(Collected data)
........
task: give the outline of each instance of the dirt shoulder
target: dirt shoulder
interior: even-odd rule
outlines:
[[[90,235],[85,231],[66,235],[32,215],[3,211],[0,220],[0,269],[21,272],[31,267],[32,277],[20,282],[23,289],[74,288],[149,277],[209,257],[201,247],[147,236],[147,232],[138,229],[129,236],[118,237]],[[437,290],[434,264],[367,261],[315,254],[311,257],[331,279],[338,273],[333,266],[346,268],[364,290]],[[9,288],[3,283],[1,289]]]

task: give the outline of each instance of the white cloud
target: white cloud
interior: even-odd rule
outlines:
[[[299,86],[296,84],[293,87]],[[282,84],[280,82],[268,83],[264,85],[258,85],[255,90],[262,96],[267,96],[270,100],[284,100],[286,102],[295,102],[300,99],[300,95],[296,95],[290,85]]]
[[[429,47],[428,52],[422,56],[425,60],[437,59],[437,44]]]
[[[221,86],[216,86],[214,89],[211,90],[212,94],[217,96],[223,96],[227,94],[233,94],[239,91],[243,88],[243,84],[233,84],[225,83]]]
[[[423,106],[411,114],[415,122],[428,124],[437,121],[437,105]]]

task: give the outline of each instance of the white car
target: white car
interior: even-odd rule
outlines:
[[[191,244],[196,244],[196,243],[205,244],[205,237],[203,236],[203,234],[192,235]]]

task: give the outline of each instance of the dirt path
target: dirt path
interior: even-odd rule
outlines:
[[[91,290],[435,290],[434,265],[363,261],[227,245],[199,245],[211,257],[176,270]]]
........
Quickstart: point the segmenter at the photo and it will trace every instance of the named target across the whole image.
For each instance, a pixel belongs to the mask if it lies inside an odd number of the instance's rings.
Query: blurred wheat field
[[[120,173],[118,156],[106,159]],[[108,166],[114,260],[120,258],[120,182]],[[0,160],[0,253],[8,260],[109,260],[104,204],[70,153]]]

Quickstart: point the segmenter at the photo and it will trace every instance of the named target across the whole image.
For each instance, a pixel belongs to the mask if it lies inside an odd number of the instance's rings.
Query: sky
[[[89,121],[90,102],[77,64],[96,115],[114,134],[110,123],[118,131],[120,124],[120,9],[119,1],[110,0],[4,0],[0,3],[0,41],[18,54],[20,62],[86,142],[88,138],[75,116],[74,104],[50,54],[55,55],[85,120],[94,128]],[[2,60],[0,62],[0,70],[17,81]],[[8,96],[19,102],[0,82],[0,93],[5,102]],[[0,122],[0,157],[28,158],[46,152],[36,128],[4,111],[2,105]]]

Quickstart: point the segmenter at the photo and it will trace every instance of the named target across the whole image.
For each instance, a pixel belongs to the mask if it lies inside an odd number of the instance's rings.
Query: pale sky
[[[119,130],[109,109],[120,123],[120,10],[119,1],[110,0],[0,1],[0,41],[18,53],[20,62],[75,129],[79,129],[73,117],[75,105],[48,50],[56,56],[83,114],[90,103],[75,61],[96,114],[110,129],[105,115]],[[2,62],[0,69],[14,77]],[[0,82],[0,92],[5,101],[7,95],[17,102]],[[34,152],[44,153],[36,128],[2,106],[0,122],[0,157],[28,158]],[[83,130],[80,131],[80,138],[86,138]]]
........
## Problem details
How many lines in the entries above contain the word "dirt"? Reply with the number only.

## Written solution
4